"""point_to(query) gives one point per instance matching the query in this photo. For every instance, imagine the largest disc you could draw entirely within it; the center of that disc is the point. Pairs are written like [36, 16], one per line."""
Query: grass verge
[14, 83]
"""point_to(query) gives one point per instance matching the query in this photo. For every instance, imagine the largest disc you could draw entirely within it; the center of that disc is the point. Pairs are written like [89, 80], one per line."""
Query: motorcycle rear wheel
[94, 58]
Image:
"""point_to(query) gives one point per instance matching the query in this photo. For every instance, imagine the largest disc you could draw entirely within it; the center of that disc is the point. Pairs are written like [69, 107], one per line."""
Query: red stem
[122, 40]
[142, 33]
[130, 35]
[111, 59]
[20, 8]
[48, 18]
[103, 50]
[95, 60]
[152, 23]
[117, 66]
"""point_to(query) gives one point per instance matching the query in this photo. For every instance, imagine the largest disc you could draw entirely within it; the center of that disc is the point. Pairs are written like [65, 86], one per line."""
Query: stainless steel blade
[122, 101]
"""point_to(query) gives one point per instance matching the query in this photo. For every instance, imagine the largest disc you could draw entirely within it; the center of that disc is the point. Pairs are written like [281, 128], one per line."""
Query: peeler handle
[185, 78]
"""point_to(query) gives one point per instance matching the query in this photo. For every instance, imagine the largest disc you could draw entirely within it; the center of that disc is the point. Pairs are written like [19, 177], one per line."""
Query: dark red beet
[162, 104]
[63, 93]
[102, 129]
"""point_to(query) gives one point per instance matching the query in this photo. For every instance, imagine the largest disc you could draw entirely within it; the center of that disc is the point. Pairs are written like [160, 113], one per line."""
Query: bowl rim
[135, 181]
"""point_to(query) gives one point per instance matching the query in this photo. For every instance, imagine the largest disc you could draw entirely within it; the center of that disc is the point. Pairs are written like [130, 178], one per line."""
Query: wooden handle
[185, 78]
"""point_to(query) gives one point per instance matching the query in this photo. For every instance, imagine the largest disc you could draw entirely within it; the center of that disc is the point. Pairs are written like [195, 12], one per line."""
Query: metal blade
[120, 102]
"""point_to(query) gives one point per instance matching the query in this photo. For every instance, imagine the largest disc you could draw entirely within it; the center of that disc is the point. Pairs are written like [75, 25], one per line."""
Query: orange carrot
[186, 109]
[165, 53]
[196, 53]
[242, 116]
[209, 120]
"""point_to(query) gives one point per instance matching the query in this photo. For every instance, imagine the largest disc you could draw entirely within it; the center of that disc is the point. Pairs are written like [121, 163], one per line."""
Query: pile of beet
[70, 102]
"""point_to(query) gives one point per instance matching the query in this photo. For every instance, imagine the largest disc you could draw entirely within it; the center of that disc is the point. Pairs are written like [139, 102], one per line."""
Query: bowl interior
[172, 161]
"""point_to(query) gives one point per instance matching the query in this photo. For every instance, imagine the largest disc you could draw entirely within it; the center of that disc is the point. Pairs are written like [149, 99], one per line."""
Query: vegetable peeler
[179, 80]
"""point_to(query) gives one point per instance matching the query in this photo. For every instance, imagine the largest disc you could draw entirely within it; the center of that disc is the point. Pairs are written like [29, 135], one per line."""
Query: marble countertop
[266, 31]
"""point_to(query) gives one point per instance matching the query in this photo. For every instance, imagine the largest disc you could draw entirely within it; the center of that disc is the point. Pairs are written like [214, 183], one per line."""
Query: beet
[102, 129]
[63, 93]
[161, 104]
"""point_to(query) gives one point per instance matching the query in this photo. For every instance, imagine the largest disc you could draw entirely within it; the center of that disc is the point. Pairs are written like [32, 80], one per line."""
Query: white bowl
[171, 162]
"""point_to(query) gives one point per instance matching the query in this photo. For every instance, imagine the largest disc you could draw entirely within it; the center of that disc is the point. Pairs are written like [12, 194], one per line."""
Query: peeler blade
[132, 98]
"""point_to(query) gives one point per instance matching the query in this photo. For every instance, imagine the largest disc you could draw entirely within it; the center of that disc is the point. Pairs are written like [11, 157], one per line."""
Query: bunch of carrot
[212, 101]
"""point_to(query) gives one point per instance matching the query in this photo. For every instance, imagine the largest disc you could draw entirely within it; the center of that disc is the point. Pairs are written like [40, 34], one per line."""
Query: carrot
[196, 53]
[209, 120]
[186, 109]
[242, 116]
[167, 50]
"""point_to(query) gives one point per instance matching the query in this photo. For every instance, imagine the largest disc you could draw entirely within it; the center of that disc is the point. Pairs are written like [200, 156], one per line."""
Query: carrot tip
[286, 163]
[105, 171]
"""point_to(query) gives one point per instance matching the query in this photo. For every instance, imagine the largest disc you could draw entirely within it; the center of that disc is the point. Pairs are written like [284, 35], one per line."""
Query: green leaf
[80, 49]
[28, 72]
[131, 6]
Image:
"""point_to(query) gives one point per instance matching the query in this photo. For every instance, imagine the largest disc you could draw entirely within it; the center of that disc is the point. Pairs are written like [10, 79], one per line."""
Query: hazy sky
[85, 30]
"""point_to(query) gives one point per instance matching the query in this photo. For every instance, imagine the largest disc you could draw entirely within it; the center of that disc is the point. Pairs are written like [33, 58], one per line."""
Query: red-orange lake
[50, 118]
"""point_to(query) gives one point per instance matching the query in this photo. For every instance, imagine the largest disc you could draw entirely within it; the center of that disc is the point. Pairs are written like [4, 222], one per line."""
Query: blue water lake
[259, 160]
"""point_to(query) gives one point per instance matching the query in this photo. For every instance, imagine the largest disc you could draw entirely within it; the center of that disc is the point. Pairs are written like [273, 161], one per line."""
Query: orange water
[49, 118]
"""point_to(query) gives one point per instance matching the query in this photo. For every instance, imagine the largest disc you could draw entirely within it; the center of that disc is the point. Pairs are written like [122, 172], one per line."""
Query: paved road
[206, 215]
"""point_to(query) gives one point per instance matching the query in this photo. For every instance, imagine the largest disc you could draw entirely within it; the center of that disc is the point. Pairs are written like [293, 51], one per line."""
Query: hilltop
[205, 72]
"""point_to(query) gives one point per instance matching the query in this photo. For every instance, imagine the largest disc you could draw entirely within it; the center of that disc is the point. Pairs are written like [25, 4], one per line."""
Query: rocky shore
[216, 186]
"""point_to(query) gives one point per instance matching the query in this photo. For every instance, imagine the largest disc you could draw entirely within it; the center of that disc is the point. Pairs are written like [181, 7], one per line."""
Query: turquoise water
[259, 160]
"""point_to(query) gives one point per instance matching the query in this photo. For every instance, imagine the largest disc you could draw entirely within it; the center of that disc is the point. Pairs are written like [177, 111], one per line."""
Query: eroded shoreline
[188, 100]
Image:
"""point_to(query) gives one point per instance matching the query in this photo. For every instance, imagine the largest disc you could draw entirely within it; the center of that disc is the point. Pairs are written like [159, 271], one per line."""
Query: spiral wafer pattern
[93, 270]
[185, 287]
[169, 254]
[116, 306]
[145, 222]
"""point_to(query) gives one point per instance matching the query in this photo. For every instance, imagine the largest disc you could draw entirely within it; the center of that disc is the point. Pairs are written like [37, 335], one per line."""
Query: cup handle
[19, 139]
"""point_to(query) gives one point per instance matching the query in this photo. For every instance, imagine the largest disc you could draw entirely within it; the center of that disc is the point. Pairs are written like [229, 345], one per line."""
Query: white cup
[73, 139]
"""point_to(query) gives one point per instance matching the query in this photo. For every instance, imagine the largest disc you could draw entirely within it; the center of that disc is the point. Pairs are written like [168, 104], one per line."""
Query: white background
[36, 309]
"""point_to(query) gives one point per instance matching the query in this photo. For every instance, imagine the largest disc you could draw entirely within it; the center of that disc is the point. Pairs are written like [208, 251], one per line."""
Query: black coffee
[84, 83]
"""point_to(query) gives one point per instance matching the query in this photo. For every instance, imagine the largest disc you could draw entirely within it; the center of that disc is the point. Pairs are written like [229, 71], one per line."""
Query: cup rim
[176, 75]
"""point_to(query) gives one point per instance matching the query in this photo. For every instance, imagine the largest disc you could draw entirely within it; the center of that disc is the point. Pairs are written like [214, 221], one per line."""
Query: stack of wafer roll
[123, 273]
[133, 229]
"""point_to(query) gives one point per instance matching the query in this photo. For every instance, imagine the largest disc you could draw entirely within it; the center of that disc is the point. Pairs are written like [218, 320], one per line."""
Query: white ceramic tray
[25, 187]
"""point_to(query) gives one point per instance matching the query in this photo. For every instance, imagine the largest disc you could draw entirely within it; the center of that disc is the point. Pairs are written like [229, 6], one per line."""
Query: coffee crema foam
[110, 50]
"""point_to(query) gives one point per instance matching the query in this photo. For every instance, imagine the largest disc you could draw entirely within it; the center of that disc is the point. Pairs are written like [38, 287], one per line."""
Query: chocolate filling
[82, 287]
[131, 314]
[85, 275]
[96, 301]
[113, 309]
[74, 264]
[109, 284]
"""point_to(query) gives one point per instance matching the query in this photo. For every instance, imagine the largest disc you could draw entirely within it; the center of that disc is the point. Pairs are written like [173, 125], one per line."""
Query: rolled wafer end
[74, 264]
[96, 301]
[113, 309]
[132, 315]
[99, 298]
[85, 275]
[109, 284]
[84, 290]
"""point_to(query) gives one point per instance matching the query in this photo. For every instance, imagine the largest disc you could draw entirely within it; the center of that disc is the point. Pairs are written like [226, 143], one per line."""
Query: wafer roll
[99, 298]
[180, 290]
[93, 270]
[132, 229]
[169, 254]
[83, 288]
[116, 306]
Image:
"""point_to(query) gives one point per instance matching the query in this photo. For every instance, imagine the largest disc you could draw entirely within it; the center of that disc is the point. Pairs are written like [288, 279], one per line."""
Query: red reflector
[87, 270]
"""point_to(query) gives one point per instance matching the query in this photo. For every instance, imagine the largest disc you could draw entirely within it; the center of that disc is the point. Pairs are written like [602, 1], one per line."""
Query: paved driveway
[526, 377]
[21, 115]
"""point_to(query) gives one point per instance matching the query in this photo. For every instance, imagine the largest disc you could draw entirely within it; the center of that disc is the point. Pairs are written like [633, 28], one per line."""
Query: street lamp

■ YOUR OBJECTIVE: Rewrite the stretch of data from the line containing "[229, 6], one" through the end of the data, raising both coordinates of every answer point by 114 and keeping all other text the same.

■ TASK RESPONSE:
"""point_to(query) gives one point per instance matching the query in this photo. For every instance, imagine the largest disc you could draw entirely within it; the center of that disc is the point. Pairs are written like [229, 6], one per line."""
Query: coffee crema foam
[224, 164]
"""point_to(query) gives one point per instance matching the query in this photo. For every instance, imagine the largest disc you could draw entirely within it; the center of that disc is the point. Pairs are written like [38, 287], one per line."""
Query: chocolate filling
[196, 401]
[245, 428]
[199, 389]
[210, 415]
[227, 423]
[188, 378]
[223, 398]
"""point_to(query) gives one point per instance matching the query in this photo. For every instance, imagine the largest disc you could draw entirely within it; the center of that disc is the point. Pairs are written like [173, 125], one per line."""
Query: rolled wafer end
[188, 378]
[210, 415]
[227, 423]
[246, 429]
[213, 412]
[199, 389]
[223, 398]
[198, 404]
"""point_to(query) gives one point per instance matching the query in this photo. For every instance, imagine the largest disc you could draw entirely within it; the center of that disc is the point. Pairs are written like [226, 143], one per line."""
Query: wafer roll
[213, 412]
[294, 404]
[207, 384]
[246, 343]
[283, 368]
[197, 402]
[230, 420]
Image:
"""point_to(query) gives one point per instance matching the query in this photo. For every instance, imagine the largest disc you could draw entirely within it; the center of that disc is the point. Pairs are written like [288, 279], one per line."""
Query: red reflector
[201, 384]
"""point_to(query) gives one point per instance matching the query in this photo. For every instance, imagine the largest disc you could draw entirely within it; the center of that disc is the point. Pairs are written like [602, 1], one per line."""
Query: paved driveway
[640, 491]
[135, 229]
"""point_to(query) gives one point per instance matching the query in this photo. For every instance, imagine the largest disc you could draw entirely within it; the center of that disc is the point. Pairs are written like [633, 28], one per line."""
Query: street lamp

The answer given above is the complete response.